• [Written exercise]:
Update the stretch of the listing from the line that contains "Draw the outline of every instance of the **patterned" through the end of the listing by changing "even-odd rule" to "nonzero winding rule", leaving everything else unchanged, and output only those lines.

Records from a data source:
---*---

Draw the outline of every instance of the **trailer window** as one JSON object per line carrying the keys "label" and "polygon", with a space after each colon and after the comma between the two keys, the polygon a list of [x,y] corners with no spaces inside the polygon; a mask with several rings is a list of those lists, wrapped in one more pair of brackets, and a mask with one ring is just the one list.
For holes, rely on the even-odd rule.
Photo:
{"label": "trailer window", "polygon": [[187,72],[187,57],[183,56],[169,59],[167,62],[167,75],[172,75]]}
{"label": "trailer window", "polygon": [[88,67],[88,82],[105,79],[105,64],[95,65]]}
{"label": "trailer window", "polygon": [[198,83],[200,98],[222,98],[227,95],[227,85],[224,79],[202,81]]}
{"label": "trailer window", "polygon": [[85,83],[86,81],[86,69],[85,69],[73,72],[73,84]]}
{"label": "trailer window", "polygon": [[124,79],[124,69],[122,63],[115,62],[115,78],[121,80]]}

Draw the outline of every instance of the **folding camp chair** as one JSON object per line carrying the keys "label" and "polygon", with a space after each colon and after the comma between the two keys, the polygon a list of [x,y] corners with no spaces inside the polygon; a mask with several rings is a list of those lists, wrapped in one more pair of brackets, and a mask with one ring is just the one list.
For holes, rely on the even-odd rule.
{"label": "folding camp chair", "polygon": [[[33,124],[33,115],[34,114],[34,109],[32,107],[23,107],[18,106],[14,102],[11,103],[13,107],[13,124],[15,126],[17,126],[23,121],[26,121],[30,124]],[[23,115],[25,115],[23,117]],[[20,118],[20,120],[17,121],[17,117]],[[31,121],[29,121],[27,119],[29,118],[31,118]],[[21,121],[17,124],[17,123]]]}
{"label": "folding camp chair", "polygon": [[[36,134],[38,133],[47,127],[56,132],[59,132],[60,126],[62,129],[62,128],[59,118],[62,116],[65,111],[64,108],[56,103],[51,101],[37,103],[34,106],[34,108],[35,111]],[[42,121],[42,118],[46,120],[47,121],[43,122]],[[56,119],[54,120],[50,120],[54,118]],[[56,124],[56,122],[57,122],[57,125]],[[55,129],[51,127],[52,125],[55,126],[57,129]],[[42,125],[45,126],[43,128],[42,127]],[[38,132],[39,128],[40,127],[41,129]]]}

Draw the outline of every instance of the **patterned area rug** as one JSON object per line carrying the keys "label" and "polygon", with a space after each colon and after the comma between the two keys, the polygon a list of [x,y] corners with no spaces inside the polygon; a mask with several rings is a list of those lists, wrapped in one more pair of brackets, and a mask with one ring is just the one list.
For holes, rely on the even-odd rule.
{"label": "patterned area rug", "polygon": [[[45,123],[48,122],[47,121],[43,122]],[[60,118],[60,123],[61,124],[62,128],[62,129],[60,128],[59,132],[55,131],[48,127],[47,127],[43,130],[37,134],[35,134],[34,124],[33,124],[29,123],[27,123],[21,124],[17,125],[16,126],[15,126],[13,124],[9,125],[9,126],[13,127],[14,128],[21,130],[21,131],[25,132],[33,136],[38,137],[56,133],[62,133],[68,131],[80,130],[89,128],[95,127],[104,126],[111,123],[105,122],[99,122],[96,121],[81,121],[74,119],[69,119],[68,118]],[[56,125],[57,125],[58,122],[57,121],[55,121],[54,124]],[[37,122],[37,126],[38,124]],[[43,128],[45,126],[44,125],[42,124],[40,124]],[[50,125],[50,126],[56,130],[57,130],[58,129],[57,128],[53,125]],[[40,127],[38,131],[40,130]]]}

---*---

• [Output of the task]:
Draw the outline of every instance of the **patterned area rug** as one JSON object per line carrying the keys "label" and "polygon", with a space after each colon and after the comma between the two keys, the polygon a list of [x,y] corners with no spaces inside the polygon; a mask with several rings is a list of those lists, wrapped in one more pair of brackets, and a mask with one ring is just the one list.
For holes, rely on the nonzero winding rule.
{"label": "patterned area rug", "polygon": [[[45,123],[48,122],[47,121],[43,122]],[[60,118],[60,123],[61,124],[62,128],[62,129],[60,128],[59,132],[55,131],[48,127],[47,127],[43,130],[37,134],[35,134],[34,124],[33,124],[29,123],[27,123],[21,124],[17,125],[16,126],[15,126],[13,124],[9,125],[9,126],[13,127],[14,128],[21,130],[21,131],[25,132],[33,136],[38,137],[56,133],[62,133],[68,131],[80,130],[89,128],[95,127],[104,126],[111,123],[105,122],[99,122],[96,121],[81,121],[74,119],[69,119],[68,118]],[[56,125],[57,125],[58,122],[57,121],[55,121],[54,124]],[[37,122],[37,126],[38,124]],[[43,128],[45,126],[44,125],[42,124],[40,124]],[[50,125],[50,126],[56,130],[57,130],[58,129],[57,128],[53,125]],[[40,127],[38,131],[40,130]]]}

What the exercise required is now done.